I have recently found out that my husband has been cheating for the last two years. It was not the typical type of cheating you are probably thinking of but (I feel) much worse.

Knowing what I do now I think he may be a sex addict.

He is actuve duty military currently doing recruiting. I have physical proof that he had an email account where he was having multiple conversations as well as photo swaps of genitailia with hundreds of women...some of who he was putting in the military. I have access to this email of his, a cd of a sex profile he had created with his genitailia all over it and tons of conversations he had with women setting up contact times where they could get together.

I don't have any proof of him actually commiting the act of intercourse but I am wondering do I have enough to nail him on adultry?

Thanks to anyone can help....
Depressed and distressed wife

Is he aware that you're accessing his email? What do you hope to gain? How long have you been married? Are there children involved?
 

cyjeff

Senior Member
possibly... and for the creation of pornography.

Of course, you also took a copy of it.

Turn him in if you want.
 

cyjeff

Senior Member
alamony would help you during a divorce if you get it.

If you don't have any proof of him actually commiting the act of intercourse, my guess is that you would need to lie to the court and hope to nail him that way.

Alimony is the proper word.

We will not EVER recommend lying to a court of law.

I know you have an axe or two to grind, but you crossed the line.
 

Bali Hai

Senior Member
Alimony is the proper word.

alamony is the word SHE used jerkwater, have you ever heard of speaking to someone from their frame of reference??

We will not EVER recommend lying to a court of law.

▶ [WHAT TO WORK ON]
Continue the forum thread about the husband's online infidelity from the point where it stops. The listing that comes next is separate material and has no connection to the forum thread.

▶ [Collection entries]
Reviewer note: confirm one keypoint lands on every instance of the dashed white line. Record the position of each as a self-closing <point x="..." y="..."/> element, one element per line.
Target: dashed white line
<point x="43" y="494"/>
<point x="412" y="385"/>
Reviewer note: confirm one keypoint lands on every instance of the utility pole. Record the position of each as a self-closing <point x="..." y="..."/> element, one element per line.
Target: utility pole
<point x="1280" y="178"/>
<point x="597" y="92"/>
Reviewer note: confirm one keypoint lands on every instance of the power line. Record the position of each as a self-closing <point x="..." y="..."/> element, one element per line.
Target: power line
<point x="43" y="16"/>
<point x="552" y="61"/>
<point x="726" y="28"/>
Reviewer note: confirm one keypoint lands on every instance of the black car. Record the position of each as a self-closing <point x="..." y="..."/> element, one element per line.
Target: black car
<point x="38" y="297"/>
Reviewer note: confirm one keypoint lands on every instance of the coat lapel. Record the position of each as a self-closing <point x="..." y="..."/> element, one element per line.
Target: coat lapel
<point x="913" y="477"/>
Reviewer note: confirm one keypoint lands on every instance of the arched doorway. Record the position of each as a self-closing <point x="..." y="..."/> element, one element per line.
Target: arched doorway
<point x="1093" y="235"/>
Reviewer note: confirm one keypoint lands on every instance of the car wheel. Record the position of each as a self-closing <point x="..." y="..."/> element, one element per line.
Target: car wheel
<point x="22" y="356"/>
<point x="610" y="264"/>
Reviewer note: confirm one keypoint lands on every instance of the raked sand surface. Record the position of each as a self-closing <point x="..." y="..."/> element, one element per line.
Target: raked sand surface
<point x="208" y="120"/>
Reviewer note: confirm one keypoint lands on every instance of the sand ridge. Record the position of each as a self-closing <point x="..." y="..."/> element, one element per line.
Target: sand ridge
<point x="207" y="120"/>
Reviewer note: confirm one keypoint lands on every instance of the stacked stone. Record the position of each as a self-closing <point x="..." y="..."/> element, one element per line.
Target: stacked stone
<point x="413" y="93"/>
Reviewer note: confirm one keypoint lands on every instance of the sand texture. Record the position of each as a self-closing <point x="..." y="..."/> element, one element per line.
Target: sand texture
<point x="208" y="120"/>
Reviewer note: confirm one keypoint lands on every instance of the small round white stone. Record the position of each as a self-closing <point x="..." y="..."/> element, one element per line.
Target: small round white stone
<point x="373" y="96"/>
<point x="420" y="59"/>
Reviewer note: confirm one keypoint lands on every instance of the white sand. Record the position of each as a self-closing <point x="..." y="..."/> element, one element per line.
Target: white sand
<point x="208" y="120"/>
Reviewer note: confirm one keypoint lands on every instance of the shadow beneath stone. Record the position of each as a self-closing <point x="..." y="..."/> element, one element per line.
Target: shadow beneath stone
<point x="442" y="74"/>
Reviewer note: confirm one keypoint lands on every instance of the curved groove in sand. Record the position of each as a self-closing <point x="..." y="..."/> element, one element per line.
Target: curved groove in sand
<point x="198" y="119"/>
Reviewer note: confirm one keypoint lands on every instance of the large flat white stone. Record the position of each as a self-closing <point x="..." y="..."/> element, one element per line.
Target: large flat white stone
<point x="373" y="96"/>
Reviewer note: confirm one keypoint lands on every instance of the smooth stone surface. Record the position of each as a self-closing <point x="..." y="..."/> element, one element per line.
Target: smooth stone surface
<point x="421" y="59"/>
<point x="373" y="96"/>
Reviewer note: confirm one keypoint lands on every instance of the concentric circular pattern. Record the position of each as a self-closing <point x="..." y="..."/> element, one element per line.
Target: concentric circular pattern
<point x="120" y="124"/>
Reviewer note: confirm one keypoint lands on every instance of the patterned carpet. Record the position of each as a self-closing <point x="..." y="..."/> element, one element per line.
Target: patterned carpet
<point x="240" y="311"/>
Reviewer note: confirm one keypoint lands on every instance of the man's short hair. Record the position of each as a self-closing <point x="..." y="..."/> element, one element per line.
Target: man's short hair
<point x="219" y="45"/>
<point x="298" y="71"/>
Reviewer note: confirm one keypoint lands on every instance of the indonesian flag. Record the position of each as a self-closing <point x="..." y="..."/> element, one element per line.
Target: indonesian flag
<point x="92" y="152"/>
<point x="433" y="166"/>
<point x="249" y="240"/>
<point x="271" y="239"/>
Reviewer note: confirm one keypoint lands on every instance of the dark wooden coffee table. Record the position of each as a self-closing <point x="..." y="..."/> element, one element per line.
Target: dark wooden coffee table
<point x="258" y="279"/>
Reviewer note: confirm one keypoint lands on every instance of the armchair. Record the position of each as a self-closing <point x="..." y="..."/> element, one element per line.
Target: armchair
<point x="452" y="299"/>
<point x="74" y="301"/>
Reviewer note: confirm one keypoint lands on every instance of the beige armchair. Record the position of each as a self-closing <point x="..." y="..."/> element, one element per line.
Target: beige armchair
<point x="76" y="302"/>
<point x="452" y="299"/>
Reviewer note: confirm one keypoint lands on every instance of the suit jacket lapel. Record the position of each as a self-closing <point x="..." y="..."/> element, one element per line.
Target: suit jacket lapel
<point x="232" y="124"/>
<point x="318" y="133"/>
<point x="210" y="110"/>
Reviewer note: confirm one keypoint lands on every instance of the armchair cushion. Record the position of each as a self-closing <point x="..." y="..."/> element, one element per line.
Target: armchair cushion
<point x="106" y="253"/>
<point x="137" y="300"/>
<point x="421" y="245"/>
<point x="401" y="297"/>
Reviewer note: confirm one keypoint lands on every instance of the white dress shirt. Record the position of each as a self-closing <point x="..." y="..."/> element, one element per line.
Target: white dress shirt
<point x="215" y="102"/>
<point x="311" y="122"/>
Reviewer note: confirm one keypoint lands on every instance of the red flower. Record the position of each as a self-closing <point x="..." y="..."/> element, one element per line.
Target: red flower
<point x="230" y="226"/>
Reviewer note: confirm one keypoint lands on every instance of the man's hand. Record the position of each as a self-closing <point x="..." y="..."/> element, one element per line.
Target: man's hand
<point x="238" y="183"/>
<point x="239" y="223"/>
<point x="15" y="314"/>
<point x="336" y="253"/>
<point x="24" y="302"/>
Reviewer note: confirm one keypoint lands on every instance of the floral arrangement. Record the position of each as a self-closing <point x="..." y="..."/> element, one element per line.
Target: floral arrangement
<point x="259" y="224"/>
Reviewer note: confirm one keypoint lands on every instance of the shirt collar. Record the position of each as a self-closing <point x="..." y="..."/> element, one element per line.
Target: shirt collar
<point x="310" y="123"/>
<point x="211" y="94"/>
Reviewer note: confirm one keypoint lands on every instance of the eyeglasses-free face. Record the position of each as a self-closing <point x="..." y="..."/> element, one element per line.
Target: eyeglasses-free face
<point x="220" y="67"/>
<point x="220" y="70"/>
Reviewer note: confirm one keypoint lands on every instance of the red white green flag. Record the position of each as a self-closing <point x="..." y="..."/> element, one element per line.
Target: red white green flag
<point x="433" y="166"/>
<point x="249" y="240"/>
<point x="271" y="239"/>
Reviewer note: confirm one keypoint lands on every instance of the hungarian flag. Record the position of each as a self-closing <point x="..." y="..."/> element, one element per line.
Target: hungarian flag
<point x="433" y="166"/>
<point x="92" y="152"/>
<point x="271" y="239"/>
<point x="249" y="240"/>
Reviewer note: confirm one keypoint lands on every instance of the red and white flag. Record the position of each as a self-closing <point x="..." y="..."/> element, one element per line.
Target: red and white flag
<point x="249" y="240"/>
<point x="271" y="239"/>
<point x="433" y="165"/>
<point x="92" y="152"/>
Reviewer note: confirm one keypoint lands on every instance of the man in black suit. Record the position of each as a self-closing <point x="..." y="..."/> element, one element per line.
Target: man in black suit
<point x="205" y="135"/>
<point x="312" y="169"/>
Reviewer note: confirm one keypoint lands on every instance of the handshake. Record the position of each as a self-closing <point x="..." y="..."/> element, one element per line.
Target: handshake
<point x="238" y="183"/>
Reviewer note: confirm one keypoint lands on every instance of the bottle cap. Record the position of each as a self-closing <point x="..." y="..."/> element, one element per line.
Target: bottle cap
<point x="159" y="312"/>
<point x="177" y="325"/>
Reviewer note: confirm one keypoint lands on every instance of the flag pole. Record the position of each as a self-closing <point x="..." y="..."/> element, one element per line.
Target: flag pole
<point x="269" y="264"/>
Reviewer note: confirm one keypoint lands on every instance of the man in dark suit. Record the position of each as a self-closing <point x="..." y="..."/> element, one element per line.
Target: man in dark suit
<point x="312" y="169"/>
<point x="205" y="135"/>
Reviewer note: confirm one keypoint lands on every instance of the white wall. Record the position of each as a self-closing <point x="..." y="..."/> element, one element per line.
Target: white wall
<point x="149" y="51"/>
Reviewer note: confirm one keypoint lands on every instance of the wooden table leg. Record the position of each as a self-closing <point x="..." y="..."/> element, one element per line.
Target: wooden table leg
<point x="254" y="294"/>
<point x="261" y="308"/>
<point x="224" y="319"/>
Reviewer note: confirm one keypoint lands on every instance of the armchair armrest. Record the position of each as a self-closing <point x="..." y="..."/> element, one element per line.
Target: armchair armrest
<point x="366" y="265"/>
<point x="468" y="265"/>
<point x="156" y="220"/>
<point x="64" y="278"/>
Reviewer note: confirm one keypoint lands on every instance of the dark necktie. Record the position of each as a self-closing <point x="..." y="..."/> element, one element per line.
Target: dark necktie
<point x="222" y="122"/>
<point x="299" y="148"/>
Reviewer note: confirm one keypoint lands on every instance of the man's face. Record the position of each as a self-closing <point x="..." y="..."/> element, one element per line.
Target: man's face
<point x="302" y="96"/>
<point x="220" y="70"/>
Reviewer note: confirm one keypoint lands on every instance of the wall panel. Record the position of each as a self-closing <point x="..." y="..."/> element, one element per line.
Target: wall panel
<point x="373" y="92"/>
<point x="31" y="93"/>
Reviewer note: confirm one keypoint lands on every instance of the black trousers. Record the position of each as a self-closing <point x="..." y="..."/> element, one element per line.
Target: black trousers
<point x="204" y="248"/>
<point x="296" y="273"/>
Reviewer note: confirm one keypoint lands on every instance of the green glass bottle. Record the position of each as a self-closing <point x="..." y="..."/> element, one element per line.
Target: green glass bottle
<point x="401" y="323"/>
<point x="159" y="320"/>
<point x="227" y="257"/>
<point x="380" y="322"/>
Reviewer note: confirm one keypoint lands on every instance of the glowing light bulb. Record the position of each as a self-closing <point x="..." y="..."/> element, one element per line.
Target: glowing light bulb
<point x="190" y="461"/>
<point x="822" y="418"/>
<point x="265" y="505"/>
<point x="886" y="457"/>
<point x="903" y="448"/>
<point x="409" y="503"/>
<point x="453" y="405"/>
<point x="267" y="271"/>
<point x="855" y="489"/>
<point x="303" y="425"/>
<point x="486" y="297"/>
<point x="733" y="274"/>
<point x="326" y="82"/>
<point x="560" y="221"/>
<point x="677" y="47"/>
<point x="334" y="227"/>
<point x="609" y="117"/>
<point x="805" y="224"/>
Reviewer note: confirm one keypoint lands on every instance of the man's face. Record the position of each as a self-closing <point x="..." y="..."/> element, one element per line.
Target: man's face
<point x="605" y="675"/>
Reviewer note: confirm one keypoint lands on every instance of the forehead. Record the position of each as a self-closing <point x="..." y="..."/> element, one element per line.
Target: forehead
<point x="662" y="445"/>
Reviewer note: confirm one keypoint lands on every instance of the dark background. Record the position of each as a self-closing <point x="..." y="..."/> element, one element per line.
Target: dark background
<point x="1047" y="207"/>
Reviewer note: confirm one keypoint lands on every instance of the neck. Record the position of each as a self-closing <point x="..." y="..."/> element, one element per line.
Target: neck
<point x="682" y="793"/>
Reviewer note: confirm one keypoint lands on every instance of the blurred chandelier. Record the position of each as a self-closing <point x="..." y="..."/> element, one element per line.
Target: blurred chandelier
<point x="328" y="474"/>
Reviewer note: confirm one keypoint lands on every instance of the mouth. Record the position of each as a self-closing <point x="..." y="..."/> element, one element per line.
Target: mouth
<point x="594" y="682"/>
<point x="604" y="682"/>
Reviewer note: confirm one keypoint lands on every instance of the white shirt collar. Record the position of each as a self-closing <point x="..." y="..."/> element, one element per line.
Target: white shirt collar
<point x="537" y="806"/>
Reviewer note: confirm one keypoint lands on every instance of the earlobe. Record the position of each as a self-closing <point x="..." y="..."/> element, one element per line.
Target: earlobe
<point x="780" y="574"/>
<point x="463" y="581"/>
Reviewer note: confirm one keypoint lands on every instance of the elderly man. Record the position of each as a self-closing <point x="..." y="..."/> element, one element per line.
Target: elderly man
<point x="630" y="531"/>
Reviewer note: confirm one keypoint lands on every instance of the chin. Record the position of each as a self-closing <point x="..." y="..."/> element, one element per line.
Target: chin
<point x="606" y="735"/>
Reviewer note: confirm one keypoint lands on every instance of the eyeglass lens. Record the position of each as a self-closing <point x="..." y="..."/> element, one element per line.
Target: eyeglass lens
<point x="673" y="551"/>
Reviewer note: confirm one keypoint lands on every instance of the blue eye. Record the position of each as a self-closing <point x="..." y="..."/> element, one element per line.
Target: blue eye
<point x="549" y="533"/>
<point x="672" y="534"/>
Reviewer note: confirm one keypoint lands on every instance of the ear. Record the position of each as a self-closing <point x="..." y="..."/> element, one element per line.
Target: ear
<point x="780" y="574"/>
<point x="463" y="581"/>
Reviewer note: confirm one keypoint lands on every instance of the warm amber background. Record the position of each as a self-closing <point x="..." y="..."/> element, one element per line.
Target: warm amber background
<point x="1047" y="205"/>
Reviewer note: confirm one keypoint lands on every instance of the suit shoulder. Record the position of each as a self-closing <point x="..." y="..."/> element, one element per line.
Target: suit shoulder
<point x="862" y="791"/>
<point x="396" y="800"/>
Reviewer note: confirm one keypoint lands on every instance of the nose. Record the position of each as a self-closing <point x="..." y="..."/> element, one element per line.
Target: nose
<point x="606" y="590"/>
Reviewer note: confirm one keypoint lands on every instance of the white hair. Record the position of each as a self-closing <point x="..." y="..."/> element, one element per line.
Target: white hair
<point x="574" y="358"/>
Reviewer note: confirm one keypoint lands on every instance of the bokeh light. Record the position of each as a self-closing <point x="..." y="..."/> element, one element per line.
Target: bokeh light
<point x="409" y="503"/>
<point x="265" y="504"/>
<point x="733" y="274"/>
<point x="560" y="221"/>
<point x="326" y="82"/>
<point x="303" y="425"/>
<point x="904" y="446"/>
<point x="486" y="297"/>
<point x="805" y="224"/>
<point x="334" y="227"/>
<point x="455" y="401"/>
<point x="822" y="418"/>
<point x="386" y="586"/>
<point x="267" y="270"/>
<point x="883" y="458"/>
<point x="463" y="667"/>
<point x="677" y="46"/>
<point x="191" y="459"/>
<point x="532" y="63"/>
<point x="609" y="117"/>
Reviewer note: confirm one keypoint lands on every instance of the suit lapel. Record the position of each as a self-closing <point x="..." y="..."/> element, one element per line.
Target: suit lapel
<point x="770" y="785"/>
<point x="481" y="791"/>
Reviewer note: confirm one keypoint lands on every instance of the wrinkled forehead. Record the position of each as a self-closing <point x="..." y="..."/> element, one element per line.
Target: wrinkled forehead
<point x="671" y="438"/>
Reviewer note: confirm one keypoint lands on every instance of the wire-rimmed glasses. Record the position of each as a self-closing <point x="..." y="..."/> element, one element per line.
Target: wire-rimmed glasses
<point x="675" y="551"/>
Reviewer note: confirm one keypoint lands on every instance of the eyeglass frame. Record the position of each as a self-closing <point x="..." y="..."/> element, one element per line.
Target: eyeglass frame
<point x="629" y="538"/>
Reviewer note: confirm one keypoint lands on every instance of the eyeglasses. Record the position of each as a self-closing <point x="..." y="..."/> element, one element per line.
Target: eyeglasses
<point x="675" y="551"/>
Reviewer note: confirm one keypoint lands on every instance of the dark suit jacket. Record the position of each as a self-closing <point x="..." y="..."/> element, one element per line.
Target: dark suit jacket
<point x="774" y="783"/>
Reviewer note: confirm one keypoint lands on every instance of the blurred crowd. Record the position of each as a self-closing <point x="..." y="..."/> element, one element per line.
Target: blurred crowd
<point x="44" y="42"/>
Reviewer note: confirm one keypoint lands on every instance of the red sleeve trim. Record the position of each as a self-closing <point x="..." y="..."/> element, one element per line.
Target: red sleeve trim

▶ [ANSWER TO THE PROBLEM]
I didn't RECOMMEND that, I only suggested that if she is hell bent to "nail" him, that's the only way she MIGHT get away with it.

I know you have an axe or two to grind, but you crossed the line.

Crossing the line is nothing to me. My two axes are sharp, watch out for the other ones!!
 

254lady28

Member
trying not to give wrong impressions

I don't intend on lying in court. Sorry I spelt Alimony wrong.

He is a army recruiter which in civilian world would be a carreer counsler. He was not only exploiting himself for sex but he was also receiving naked photos of women he was enlisting into the army. There were also numbers of emails that have conversations between him and these women, their plots to meet up, what they would do to each other, etc. I found out he's been doing this since 12/2007.

We have been married a little over a year. He of course is bread winner and I am in Tech school for nursing. I live in PA with him because of him and his military carreer. My family and support are not in PA. (I'm just giving background in case it pertains to this situation)

Please don;t be nasty to me. I am here to find help. I have enough nasty things to deal with at home currently to hold me over for a long time.

I have complete control over the email. I cracked his password and changed it so he couldn't delete the evidence. He deleted his sex profile online but I was able to save a copy of it to a dvd before he erased it.

To gain? I'm not sure. I've never dealt with anything like this before. I've asked him to seek counseling to help him with his addiction because if the army was to know what he's been doing I would think it could end his carreer. Also I really think this is an addiction and if he doesn't get help it will only get worse and he'll only hurt more people.

I just would like to know my options incase he gets ugly with me. Sort of like having ammunition. Just because you have it that doesn't mean you'll have to use it.....only if forced. I want to know my options in order to gain some security about what it is I'm dealing with.

We share no children together. I have a son from a previous marriage and he has a daughter from a previous one as well.

Thank you in advance for any helpful advice....Sorry I was so long winded.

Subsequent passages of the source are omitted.